#### Recorded information:
• • • • •
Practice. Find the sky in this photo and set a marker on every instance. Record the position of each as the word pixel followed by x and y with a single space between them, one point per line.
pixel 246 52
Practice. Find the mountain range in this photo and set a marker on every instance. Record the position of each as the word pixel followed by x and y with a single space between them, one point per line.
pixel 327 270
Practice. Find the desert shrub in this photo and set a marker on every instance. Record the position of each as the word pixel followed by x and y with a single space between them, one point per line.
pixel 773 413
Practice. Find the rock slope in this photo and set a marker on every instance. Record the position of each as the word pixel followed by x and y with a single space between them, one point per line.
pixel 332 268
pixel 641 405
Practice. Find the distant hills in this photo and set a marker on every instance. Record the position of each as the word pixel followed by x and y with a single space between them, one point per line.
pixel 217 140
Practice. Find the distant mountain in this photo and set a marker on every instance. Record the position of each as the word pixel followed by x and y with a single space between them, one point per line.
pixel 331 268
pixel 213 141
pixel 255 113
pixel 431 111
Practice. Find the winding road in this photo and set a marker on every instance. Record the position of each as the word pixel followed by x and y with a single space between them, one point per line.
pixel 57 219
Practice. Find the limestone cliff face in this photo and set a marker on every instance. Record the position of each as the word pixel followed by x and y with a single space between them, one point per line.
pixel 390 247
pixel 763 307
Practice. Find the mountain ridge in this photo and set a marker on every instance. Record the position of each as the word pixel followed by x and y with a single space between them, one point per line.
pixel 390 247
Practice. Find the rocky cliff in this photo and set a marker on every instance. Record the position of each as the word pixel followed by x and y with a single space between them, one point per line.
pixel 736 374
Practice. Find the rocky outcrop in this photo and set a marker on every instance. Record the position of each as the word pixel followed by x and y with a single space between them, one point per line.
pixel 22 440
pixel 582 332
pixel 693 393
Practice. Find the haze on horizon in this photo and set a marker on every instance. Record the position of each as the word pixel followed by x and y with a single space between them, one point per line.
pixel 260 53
• • • • •
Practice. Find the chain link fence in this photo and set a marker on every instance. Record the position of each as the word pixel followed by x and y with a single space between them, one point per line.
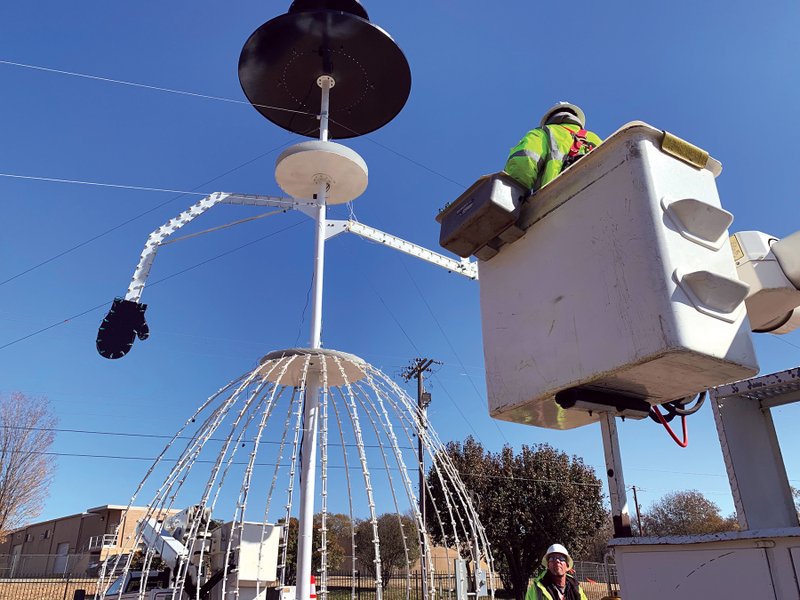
• • • • •
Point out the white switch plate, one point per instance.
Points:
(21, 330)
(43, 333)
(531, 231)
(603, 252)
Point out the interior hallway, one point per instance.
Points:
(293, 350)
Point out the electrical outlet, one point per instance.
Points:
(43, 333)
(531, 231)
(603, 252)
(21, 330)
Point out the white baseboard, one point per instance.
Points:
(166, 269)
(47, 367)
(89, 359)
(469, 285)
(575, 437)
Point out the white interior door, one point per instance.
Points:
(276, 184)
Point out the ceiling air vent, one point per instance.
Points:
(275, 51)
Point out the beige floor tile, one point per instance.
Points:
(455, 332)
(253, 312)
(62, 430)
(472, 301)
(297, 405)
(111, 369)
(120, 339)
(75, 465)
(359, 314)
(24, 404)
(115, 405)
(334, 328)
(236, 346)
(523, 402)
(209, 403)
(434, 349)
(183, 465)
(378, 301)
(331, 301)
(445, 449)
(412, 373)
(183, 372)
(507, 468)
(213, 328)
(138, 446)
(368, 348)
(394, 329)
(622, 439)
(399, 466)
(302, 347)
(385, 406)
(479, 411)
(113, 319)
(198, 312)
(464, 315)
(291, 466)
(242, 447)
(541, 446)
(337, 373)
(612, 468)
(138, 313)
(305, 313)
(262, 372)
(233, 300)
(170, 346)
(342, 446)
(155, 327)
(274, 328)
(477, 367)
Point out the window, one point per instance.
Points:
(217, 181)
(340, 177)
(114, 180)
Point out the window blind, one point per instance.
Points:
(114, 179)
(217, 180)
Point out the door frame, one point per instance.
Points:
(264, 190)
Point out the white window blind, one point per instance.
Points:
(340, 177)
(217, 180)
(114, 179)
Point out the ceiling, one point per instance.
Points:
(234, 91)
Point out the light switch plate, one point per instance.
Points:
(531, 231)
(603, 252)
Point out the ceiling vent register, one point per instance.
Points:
• • • • •
#### Work to be completed:
Could you write out the material between the lines holding "Practice. Find the haze" and "pixel 260 53", inclusive, keeping the request unchanged but shifting every pixel coordinate in the answer up by 103? Give only those lines.

#### The completed task:
Practice. Find the haze on horizon in this photo and set a marker on every instance. Record the position of each as the word pixel followed by x and y with a single space between them, one point per line.
pixel 363 156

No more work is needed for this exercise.